_Excerpted text_
RNA - Sanders announced last week he would skip AIPAC’s annual policy conference, saying the pro-Israel lobby group provides a platform for “leaders who express bigotry and oppose basic Palestinian rights."
Sanders is the second Democratic presidential candidate to say he will not be attending the AIPAC conference, which will take place in Washington on March 1-4. Massachusetts Senator Elizabeth Warren also said earlier this month that she would not attend.
At the Democratic presidential debate on Tuesday in South Carolina, Sanders described Israel’s Prime Minister Benjamin Netanyahu as “reactionary racist” and said he may reverse US President Donald Trump’s order to move the US embassy from Tel Aviv to Jerusalem al-Quds.
Danny Danon, Israel’s ambassador to the UN and a member of Netanyahu's Likud Party, denounced Sanders on Sunday as the four-day AIPAC conference got underway.
"We don't want Sanders at AIPAC. We don't want him in Israel," Danon said.
"Anyone who calls our prime minister a 'racist' is either a liar, an ignorant fool, or both," Danon said.
Sanders, who would be the first Jewish US president, has been a sharp critic of Netanyahu for his policies toward Palestinians. He has also called for reducing American foreign aid to Israel and redirecting it to the Palestinians instead.
Sanders has also been a relentless critic of Trump, repeatedly calling him a liar and the “most dangerous president” in US history.
Since Trump took power, the number of new homes approved for construction in illegal Israeli settlements on occupied Palestinians territories has tripled, the AFP reported on Friday, citing Peace Now, an Israeli nonprofit group that opposes the settlements.

_Work item_
According to the news excerpt above, on what dates will the AIPAC conference take place in Washington?

_Given entries_
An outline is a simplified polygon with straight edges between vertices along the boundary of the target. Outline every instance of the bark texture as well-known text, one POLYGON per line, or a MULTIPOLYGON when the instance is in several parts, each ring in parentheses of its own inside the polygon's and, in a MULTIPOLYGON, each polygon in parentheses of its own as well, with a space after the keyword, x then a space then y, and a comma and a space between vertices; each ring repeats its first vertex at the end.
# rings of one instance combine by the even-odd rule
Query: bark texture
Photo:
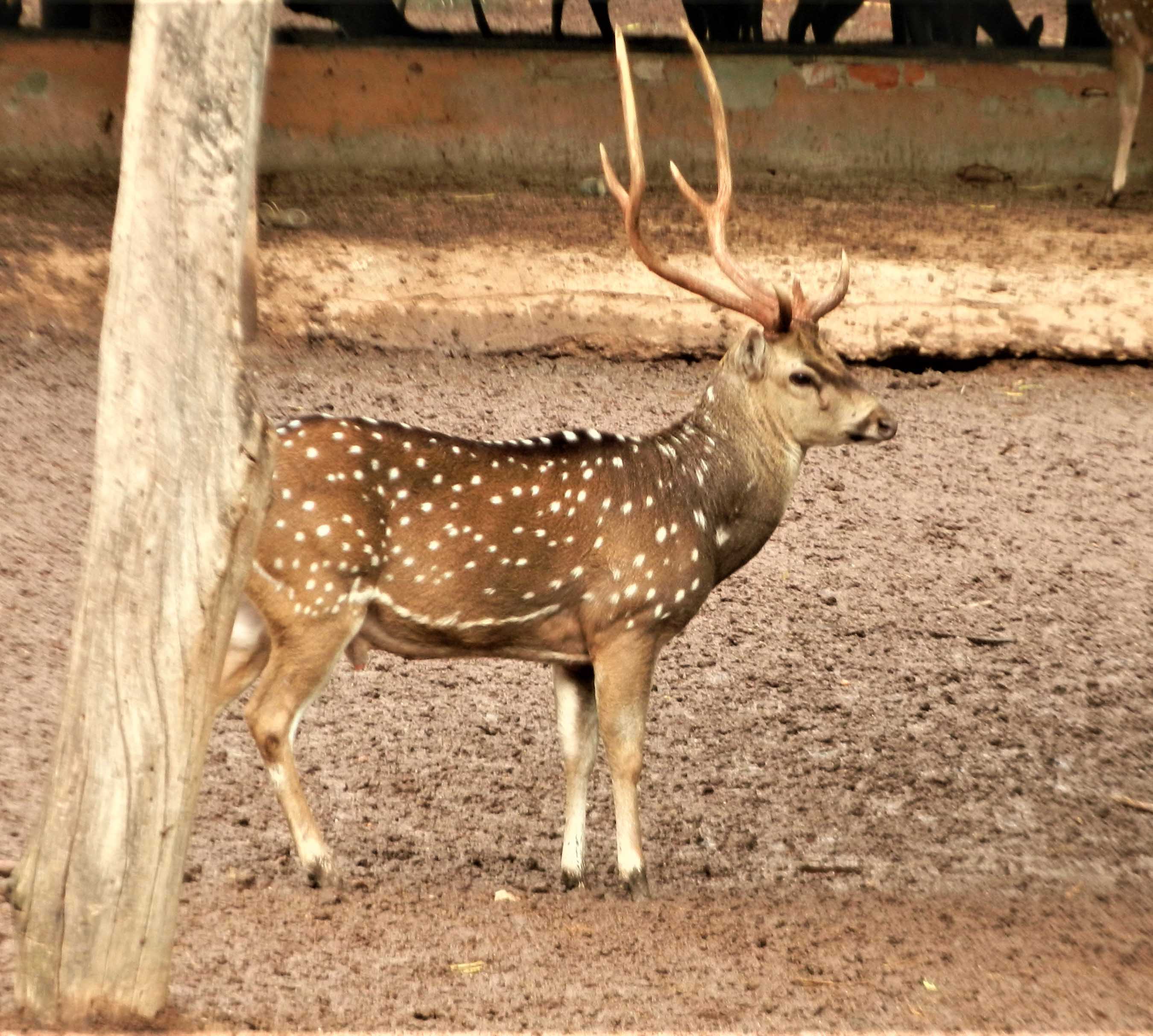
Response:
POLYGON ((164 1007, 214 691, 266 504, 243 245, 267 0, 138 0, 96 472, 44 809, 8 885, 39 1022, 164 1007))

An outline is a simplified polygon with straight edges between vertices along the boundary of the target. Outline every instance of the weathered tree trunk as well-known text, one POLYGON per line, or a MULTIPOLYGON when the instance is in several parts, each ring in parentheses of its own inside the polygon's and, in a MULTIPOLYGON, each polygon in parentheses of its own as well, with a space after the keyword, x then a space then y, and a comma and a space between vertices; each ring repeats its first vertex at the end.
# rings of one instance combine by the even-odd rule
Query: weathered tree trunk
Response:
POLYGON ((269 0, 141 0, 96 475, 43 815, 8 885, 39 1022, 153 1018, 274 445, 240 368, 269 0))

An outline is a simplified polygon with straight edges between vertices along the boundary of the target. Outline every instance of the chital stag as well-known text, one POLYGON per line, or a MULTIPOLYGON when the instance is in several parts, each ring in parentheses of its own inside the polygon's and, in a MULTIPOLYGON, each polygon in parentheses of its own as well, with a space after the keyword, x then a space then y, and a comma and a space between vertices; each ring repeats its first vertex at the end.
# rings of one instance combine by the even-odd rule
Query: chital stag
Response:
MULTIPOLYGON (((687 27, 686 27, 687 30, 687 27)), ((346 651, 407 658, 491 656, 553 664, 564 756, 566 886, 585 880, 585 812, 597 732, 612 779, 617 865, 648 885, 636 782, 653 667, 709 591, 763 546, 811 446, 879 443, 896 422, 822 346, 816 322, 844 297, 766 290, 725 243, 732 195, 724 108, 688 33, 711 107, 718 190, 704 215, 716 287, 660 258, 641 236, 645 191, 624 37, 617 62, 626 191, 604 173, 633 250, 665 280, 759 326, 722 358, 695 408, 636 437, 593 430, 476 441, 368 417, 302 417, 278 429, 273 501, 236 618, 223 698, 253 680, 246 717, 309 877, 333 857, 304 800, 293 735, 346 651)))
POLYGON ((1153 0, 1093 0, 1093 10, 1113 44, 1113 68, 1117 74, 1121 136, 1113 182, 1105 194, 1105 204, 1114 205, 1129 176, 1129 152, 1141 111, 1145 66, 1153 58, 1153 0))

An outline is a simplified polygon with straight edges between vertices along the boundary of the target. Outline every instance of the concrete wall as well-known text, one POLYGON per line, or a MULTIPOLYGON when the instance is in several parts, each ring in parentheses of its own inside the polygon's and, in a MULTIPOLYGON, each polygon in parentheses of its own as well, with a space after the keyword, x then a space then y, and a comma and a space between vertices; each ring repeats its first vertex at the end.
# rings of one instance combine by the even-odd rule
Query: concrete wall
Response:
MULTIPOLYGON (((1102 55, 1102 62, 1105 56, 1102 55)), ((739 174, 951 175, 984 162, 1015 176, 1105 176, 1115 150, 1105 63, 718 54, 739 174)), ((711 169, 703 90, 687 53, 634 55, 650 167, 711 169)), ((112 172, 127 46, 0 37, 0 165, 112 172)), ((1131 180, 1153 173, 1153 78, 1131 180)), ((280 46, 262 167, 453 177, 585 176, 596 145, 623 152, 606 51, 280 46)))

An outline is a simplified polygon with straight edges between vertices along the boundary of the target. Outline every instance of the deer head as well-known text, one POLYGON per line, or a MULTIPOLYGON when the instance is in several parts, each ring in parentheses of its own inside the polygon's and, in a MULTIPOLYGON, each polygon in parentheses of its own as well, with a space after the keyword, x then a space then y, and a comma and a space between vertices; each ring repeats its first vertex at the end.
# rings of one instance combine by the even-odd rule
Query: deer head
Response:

_Answer_
March 1-4.